## RECORDS FOR PROCESSING
◆ ◆ ◆

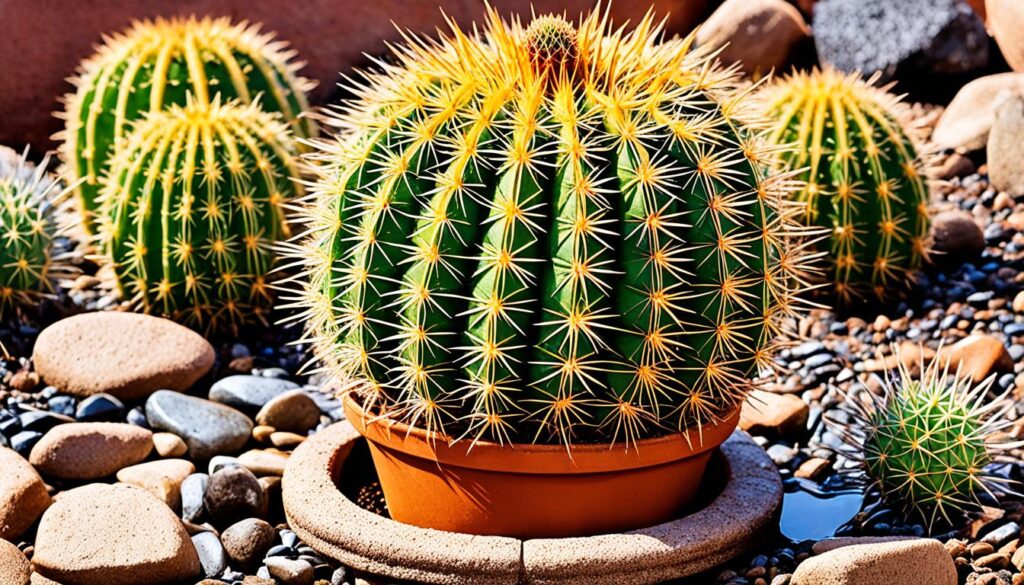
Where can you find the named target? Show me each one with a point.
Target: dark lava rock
(937, 36)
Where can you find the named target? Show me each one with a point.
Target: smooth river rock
(90, 450)
(207, 427)
(112, 535)
(23, 495)
(125, 354)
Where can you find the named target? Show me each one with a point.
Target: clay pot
(535, 491)
(1006, 23)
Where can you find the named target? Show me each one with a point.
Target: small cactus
(159, 64)
(548, 234)
(863, 177)
(193, 209)
(926, 443)
(28, 200)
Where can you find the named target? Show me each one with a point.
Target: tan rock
(264, 461)
(770, 414)
(293, 411)
(923, 561)
(111, 535)
(90, 450)
(968, 119)
(23, 495)
(1006, 153)
(169, 445)
(978, 356)
(14, 568)
(759, 34)
(128, 356)
(1006, 23)
(162, 478)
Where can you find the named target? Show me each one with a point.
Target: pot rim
(537, 459)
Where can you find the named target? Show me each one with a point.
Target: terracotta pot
(535, 491)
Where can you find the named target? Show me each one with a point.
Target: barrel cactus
(926, 442)
(548, 235)
(864, 178)
(193, 208)
(158, 64)
(29, 197)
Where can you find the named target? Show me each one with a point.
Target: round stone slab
(336, 527)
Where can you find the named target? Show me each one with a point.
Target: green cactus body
(194, 207)
(926, 443)
(573, 245)
(28, 199)
(159, 64)
(864, 179)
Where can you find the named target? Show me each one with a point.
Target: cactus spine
(193, 208)
(863, 175)
(29, 198)
(926, 442)
(578, 243)
(158, 64)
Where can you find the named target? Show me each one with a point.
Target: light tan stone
(162, 478)
(922, 561)
(23, 495)
(90, 450)
(112, 535)
(128, 356)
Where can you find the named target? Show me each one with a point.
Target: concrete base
(318, 511)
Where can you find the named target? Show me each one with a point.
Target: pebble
(916, 560)
(289, 572)
(264, 461)
(14, 568)
(125, 354)
(232, 495)
(23, 495)
(111, 535)
(293, 411)
(169, 445)
(249, 393)
(247, 541)
(90, 450)
(208, 428)
(193, 492)
(162, 478)
(211, 553)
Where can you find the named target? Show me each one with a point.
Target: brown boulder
(125, 354)
(90, 450)
(968, 119)
(978, 356)
(14, 568)
(23, 495)
(759, 34)
(113, 535)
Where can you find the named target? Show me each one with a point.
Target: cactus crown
(28, 199)
(193, 207)
(863, 177)
(502, 252)
(160, 63)
(926, 442)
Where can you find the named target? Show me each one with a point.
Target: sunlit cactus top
(29, 197)
(552, 235)
(864, 177)
(926, 443)
(157, 64)
(193, 208)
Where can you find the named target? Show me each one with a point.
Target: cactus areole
(554, 235)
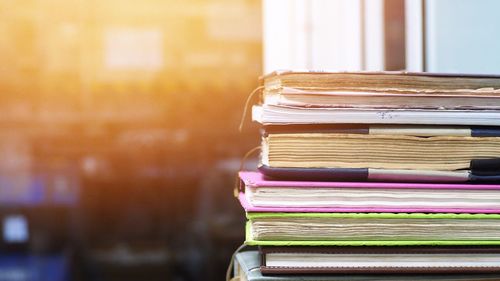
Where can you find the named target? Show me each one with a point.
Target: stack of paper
(376, 174)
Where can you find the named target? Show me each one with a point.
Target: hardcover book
(372, 229)
(405, 153)
(247, 268)
(258, 194)
(380, 260)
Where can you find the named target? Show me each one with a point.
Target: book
(372, 229)
(247, 268)
(268, 114)
(381, 90)
(387, 150)
(380, 260)
(258, 194)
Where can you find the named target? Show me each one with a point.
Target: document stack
(374, 176)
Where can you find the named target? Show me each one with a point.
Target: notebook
(247, 268)
(268, 114)
(380, 260)
(372, 229)
(260, 195)
(381, 90)
(457, 153)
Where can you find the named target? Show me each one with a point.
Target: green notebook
(371, 229)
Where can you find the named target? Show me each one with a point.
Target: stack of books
(374, 176)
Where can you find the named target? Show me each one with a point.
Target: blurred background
(119, 140)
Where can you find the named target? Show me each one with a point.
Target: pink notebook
(260, 195)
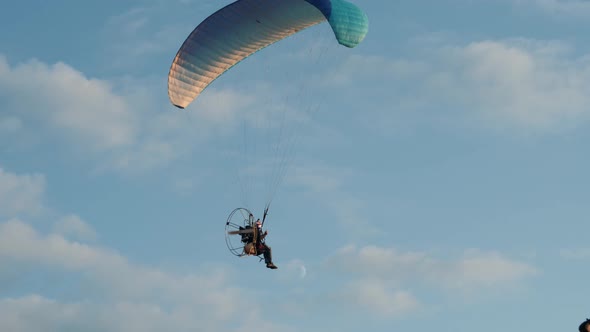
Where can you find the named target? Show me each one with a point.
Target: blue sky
(439, 177)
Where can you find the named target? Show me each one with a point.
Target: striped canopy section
(242, 28)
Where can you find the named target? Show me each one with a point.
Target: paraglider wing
(242, 28)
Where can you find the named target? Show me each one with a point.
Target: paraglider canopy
(242, 28)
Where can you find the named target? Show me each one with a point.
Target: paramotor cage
(240, 233)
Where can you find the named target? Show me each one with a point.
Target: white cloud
(69, 103)
(474, 270)
(123, 129)
(523, 85)
(132, 297)
(21, 194)
(73, 225)
(560, 7)
(575, 253)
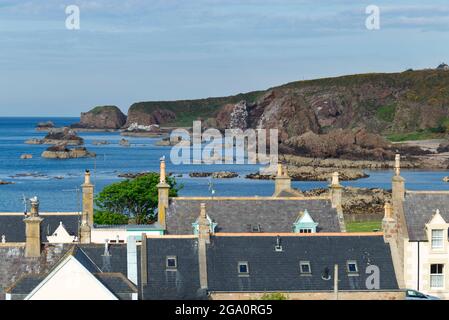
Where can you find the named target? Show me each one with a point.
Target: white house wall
(71, 282)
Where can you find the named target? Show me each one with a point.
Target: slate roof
(279, 271)
(116, 283)
(273, 215)
(269, 270)
(26, 284)
(182, 284)
(419, 208)
(13, 226)
(116, 262)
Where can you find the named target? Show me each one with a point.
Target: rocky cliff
(105, 117)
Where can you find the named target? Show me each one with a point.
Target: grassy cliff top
(100, 109)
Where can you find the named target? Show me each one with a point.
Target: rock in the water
(44, 126)
(224, 175)
(124, 143)
(62, 152)
(62, 136)
(200, 174)
(307, 173)
(103, 117)
(34, 141)
(100, 142)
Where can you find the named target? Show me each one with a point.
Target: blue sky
(138, 50)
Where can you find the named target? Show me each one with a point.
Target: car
(416, 295)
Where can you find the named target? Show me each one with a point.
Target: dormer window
(437, 238)
(304, 223)
(212, 226)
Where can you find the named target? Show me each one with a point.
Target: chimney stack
(33, 232)
(336, 191)
(203, 241)
(398, 183)
(389, 224)
(163, 195)
(282, 181)
(87, 219)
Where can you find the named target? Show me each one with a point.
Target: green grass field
(368, 226)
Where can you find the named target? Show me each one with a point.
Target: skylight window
(304, 267)
(243, 268)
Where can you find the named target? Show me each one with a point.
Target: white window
(352, 267)
(437, 239)
(436, 275)
(171, 263)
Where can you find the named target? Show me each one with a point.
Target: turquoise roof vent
(212, 225)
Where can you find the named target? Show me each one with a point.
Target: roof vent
(106, 248)
(278, 247)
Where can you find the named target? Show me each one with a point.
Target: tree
(133, 200)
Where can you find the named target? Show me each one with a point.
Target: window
(436, 276)
(437, 239)
(243, 268)
(304, 267)
(172, 263)
(352, 267)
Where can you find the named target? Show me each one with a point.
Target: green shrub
(386, 113)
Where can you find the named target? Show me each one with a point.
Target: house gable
(71, 280)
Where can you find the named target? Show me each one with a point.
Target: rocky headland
(313, 173)
(101, 118)
(214, 175)
(62, 152)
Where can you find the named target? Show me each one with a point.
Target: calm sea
(56, 182)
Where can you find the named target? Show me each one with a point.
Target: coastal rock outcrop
(45, 126)
(308, 173)
(214, 175)
(139, 115)
(62, 152)
(103, 117)
(59, 136)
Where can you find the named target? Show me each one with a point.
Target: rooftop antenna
(211, 187)
(25, 202)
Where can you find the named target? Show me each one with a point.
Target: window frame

◆ ◆ ◆

Retype each record exactly as it appears above and drop the images.

## YOUR RESPONSE
Where can you find the named target? Show me each one with a point.
Target: dark lava rock
(937, 36)
Where can you find the named target? Show me each one with a point.
Target: smooth river rock
(90, 450)
(207, 427)
(112, 535)
(23, 495)
(125, 354)
Where can you find the named target? Show me each one with a point.
Target: clay pot
(535, 491)
(1006, 23)
Where can you find the named target? Show me each one with a point.
Target: small cactus
(159, 64)
(548, 234)
(863, 177)
(193, 209)
(926, 443)
(28, 200)
Where can you find the named target? Show me each one with a point.
Target: tan rock
(264, 461)
(770, 414)
(293, 411)
(923, 561)
(111, 535)
(90, 450)
(968, 119)
(23, 495)
(1006, 153)
(169, 445)
(978, 356)
(14, 568)
(759, 34)
(128, 356)
(1006, 23)
(162, 478)
Where can you find the named target? Show me each one with a point.
Target: pot rim
(537, 459)
Where can you find the named target? Show me each one with a point.
Target: terracotta pot
(535, 491)
Where can you find the named target? Show me each one with a point.
Target: barrel cactus
(926, 442)
(548, 235)
(864, 178)
(193, 208)
(158, 64)
(29, 197)
Where can you find the named target? Show me each one with a point.
Target: round stone slab
(336, 527)
Where can you find the named target? Show me each one with a point.
Target: green cactus body
(194, 207)
(926, 443)
(573, 245)
(28, 199)
(159, 64)
(864, 179)
Where can you find the named target? Show me each one with a point.
Target: cactus spine
(193, 208)
(863, 175)
(29, 198)
(926, 442)
(578, 243)
(158, 64)
Where can you find the named target? Show me each one with a point.
Target: light tan stone
(162, 478)
(922, 561)
(23, 495)
(90, 450)
(112, 535)
(128, 356)
Where can you find the named target? Show me each one with a point.
Target: concrete base
(318, 511)
Where can you find the named target? Show me each one with a point.
Target: pebble
(916, 560)
(289, 572)
(264, 461)
(14, 568)
(125, 354)
(232, 495)
(23, 495)
(111, 535)
(293, 411)
(169, 445)
(249, 393)
(247, 541)
(90, 450)
(208, 428)
(193, 492)
(162, 478)
(211, 553)
Where can you find the named target? Show me each one with a point.
Target: brown boulder
(125, 354)
(90, 450)
(968, 119)
(978, 356)
(14, 568)
(23, 495)
(759, 34)
(113, 535)
Where can you find the named target? Show me each one with a point.
Target: cactus crown
(28, 199)
(193, 207)
(863, 177)
(502, 252)
(160, 63)
(926, 442)
Where can you find the named target? Show me each one with a point.
Target: sunlit cactus top
(29, 197)
(552, 235)
(864, 177)
(926, 443)
(157, 64)
(193, 208)
Where can you find the named target? Show me each one with a point.
Target: cactus areole
(554, 235)
Where can you find the named target? Show me each one with a point.
Target: stack of paper
(376, 174)
Where can you find the named target? Show me each one with a point.
Target: hardcover book
(372, 229)
(405, 153)
(247, 268)
(258, 194)
(380, 260)
Where can you find the named target? Show me each one with a point.
Target: book
(372, 229)
(247, 268)
(268, 114)
(381, 90)
(387, 150)
(380, 260)
(258, 194)
Where can you find the named target? Show me each one with a point.
Target: document stack
(374, 176)
Where can you find the named target? Show me each one with a point.
Target: notebook
(247, 268)
(268, 114)
(380, 260)
(372, 229)
(260, 195)
(381, 90)
(457, 153)
Where can you find the named target? Show me each one with a point.
Target: green notebook
(371, 229)
Where can you find the named target? Show me each one with a point.
Target: stack of books
(374, 176)
Where can you find the named target? Show me each one with a point.
Target: blurred background
(119, 140)
Where can you find the named target? Show me each one with a point.
Target: pink notebook
(260, 195)
Where can you find the named target? Show me each one with a point.
Target: blue sky
(439, 177)
Where can you find the named target? Show me each one with a point.
Target: striped canopy section
(242, 28)
Where can you find the named target? Show me each one with a point.
Target: paraglider wing
(242, 28)
Where can you find the named target? Show me each one with a point.
Target: paraglider canopy
(242, 28)
Where can you find the named target? Show me each one with a point.
Target: paramotor cage
(240, 233)
Where can you find the named target? Show me each one with a point.
Target: white cloud
(69, 103)
(474, 270)
(123, 129)
(523, 85)
(132, 297)
(21, 194)
(73, 225)
(560, 7)
(575, 253)
Where can you find the named target? Show me each one with a point.
Target: white house wall
(71, 282)
Where can you find the named target? Show me each one with a point.
Target: slate roof
(279, 271)
(116, 283)
(273, 215)
(269, 270)
(26, 284)
(182, 284)
(419, 208)
(13, 226)
(116, 262)
Where can you find the named target? Show me each one with a point.
Target: rocky cliff
(105, 117)
Where can you find the named target? Show me each one with a point.
Target: grassy cliff top
(100, 109)
Where can you find the named target? Show me each one with a point.
Target: rock in the water
(44, 126)
(224, 175)
(124, 143)
(62, 152)
(62, 136)
(200, 174)
(307, 173)
(103, 117)
(34, 141)
(100, 142)
Where can you find the named target? Show me each one with a point.
Target: blue sky
(138, 50)
Where can you find the named target? Show me each one with a point.
Target: car
(416, 295)
Where can you find the named target? Show me each one with a point.
Target: dormer window
(437, 238)
(304, 223)
(212, 226)
Where can you find the named target? Show me each one with a point.
Target: chimney stack
(33, 232)
(336, 191)
(203, 241)
(398, 183)
(389, 224)
(163, 195)
(282, 181)
(87, 219)
Where can you find the named target? Show me each one with a point.
Target: green grass field
(368, 226)
Where can you find the named target? Show me each one with a point.
Target: skylight window
(304, 267)
(243, 268)
Where can you find the named target? Show me each one with a point.
Target: white window
(352, 267)
(437, 239)
(436, 275)
(171, 263)
Where can you find the named target? Show me each one with a point.
Target: turquoise roof vent
(212, 225)
Where can you find the named target? Show me each one with a point.
Target: roof vent
(106, 248)
(278, 247)
Where can you find the named target? Show me each one with a point.
Target: tree
(133, 200)
Where can you find the named target? Show me each one with a point.
Target: window
(436, 276)
(437, 239)
(243, 268)
(304, 267)
(172, 263)
(352, 267)
Where can you find the named target? Show me each one with a point.
Target: green shrub
(386, 113)
Where can you find the named target? Show me each one with a point.
Target: house gable
(71, 280)
Where can you find the named target? Show me each one with a point.
Target: rocky headland
(313, 173)
(101, 118)
(214, 175)
(62, 152)
Where can you find the named target? Show me each one with a point.
Target: calm sea
(56, 182)
Where can you find the named target? Show me each one with a point.
Target: coastal rock outcrop
(45, 126)
(308, 173)
(214, 175)
(139, 115)
(62, 152)
(103, 117)
(59, 136)
Where can you find the named target? Show me each one with a point.
Target: rooftop antenna
(211, 187)
(25, 202)
Where can you find the named target? Show me each one with a point.
Target: window frame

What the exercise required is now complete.